Εμφάνιση αναρτήσεων με ετικέτα insects. Εμφάνιση όλων των αναρτήσεων
Εμφάνιση αναρτήσεων με ετικέτα insects. Εμφάνιση όλων των αναρτήσεων

Τετάρτη, Ιανουαρίου 21, 2015

UN: Madagascar needs money to continue battle against locust plague


UN, 21 January 2015 – The battle against a plague of locusts in Madagascar is in danger of being lost, as funding to continue efforts against widespread infestations runs out, putting 13 million people at risk of food insecurity, the United Nations agricultural agency said today.

A three-year anti-locust programme was launched by the Food and Agriculture Organization (FAO) alongside the Madagascan Government in 2013 in response to a plague that swept the country the previous year. It successfully halted the spread but the risks of relapse are high in the rainy season, which provides ideal breeding conditions, an FAO press release said. 

“Taking action now is critical to ensure the significant efforts made so far, financially and technically, are built upon rather than lost,” said Dominique Burgeon, Director of FAO's Emergency and Rehabilitation Division. “The current campaign is essential to reinforce the decline of the current plague, avoiding any relapse, and then continue towards a full-fledged locust recession.”

The first quarter of the year is especially important because it corresponds to the second phase of breeding. Most locusts present at this time are wingless 'hoppers', which are easier to combat because they are more sensitive to pesticides and slower moving than winged adults. After last year's successes, the FAO warns that hoppers will gather in smaller groups, making them harder to find and requiring more ground and aerial surveys to do so.

Failure to carry out in full the 2013-2016 FAO-Government joint programme would waste the $28.8 million so far mobilised and could trigger a large-scale food-security crisis in the country. A further $10.6 million is needed to complete the campaign, paying for monitoring and spraying operations to the end of the rainy season in May 2015.

DATA EXCERPT:
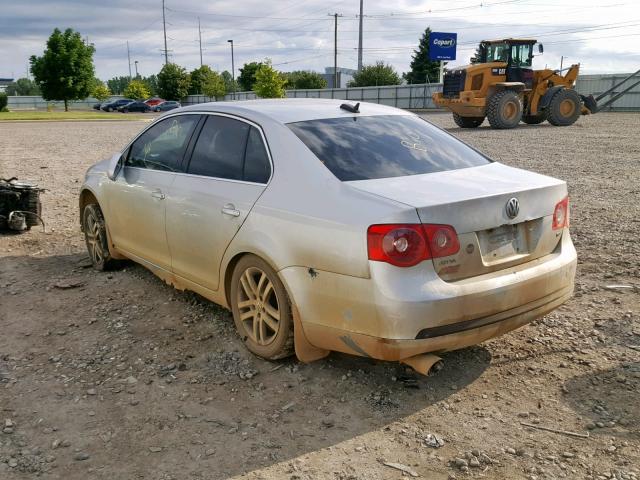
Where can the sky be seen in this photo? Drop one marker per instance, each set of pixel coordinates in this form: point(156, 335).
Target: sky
point(603, 36)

EXERCISE DESCRIPTION: Please repeat the section of the Madagascar locust article from "UN: Madagascar needs" to "agency said today." word for word.

COMPLETED EXERCISE:
UN: Madagascar needs money to continue battle against locust plague


UN, 21 January 2015 – The battle against a plague of locusts in Madagascar is in danger of being lost, as funding to continue efforts against widespread infestations runs out, putting 13 million people at risk of food insecurity, the United Nations agricultural agency said today.